Quoted passage:
Time Inc. purchased American Express Publishing Corporation's suite of titles, including Travel + Leisure, Food & Wine, Departures, Black Ink and Executive Travel on October 1, 2013. On January 14, 2014, Time Inc. announced that Colin Bodell was joining the company in the newly created position of executive vice president and chief technology officer. However, he was let go May 19, 2016 On February 5, 2014, Time Inc. announced that it was cutting 500 jobs with most of the layoffs at American Express Publishing. From April 2014 to mid-2017, the Chairman of Time Inc. was Joseph A. Ripp, who had been Chief Executive since September 2013 and continued as Executive Chairman when replaced as CEO by Battista. Though Ripp had intended to remain Executive Chairman until 2018, he wound up leaving the board in 2017 and John Fahey served as non-executive chairman for the months prior to the company's sale to Meredith. On May 28, 2015, Time Inc. announced the purchase of entertainment and sports news site FanSided.  In July 2015, Time Inc. acquired League Athletics in Tucson, SportsSignup in Saratoga Springs, and  in Los Alamitos. The three companies will be a part of Sports Illustrated Play.

After attempting a few TV shows in 2014 and 2015, the company formed Time Inc. Productions in 2016 as its in-house production company. On February 11, 2016, Time Inc. announced that it has acquired Viant, a leading people based marketing platform and owner of MySpace.

Meredith and IAC purchases 

In February 2017, it was reported that Meredith Corporation and a group of investors led by Edgar Bronfman Jr. were considering purchasing Time Inc. In 2016, Time Inc. acquired Bizrate Insights. On April 28, 2017, the company's board of directors dropped the plan of selling the company and instead focus on growth strategies.

Given records:
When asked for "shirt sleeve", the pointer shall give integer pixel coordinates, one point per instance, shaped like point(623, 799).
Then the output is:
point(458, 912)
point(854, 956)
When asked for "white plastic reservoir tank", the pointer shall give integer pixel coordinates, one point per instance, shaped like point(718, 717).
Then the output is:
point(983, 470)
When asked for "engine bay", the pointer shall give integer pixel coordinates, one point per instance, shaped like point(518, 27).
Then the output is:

What this task involves: Pick up the Time Inc. history where it stops and keep it going. The rows aren't needed here.

Result below:
On November 26, 2017, it was announced that Meredith Corporation would acquire Time Inc. in a $2.8 billion deal. $640 million in backing will be provided by Koch Equity Development, but the Koch family will not have a board seat or otherwise influence the company's operations. Prior to the sale closing in January 2018, Time Inc. sold Essence Communications to Richelieu Dennis, the founder of hair- and skin-care products maker Sundial Brands. In January 2018, Meredith removed signage and references to Time, Inc., and Time, Inc. website was redirected to the Meredith's website.

In March 2018, only six weeks after the closure of the deal, Meredith announced that it would lay off 1,200 employees, and explore the sale of Time, Fortune, Money, and Sports Illustrated. The company felt that these brands did not align with its core, lifestyle-oriented properties.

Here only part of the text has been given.